__What to produce__:
Filter this listing down to the lines that contain the word "query", and copy them.

* * *

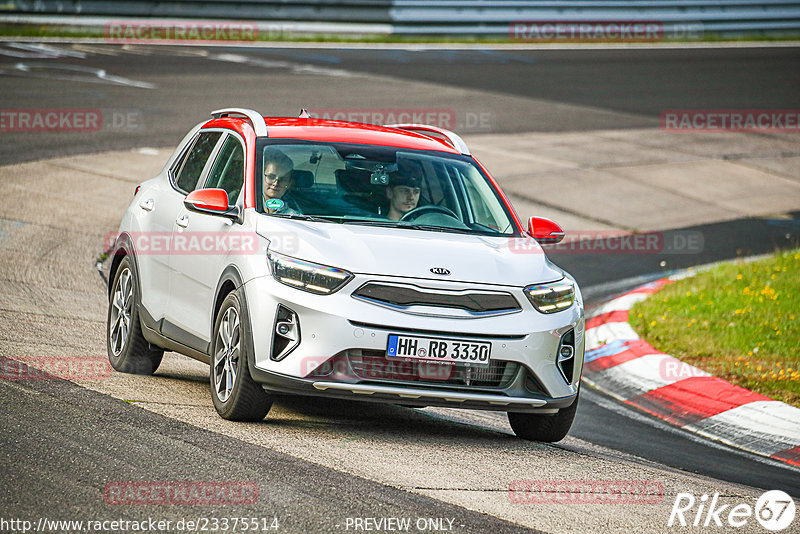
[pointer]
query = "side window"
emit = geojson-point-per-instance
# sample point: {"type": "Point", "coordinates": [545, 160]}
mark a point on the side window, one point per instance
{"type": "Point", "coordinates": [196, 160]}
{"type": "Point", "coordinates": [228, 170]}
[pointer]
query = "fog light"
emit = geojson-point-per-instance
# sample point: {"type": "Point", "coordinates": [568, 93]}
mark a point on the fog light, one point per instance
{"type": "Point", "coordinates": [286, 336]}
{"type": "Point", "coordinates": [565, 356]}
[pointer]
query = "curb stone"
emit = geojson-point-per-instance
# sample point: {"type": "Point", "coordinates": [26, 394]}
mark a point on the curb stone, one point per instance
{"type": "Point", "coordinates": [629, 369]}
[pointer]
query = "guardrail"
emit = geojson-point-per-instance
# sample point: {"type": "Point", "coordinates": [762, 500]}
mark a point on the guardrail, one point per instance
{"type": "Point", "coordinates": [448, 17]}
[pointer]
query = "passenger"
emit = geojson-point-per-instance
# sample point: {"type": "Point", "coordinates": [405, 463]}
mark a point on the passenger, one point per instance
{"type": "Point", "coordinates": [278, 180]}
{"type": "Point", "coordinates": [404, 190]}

* * *

__Solution for this problem__:
query = "side window"
query = "fog light"
query = "curb stone"
query = "guardrail"
query = "passenger"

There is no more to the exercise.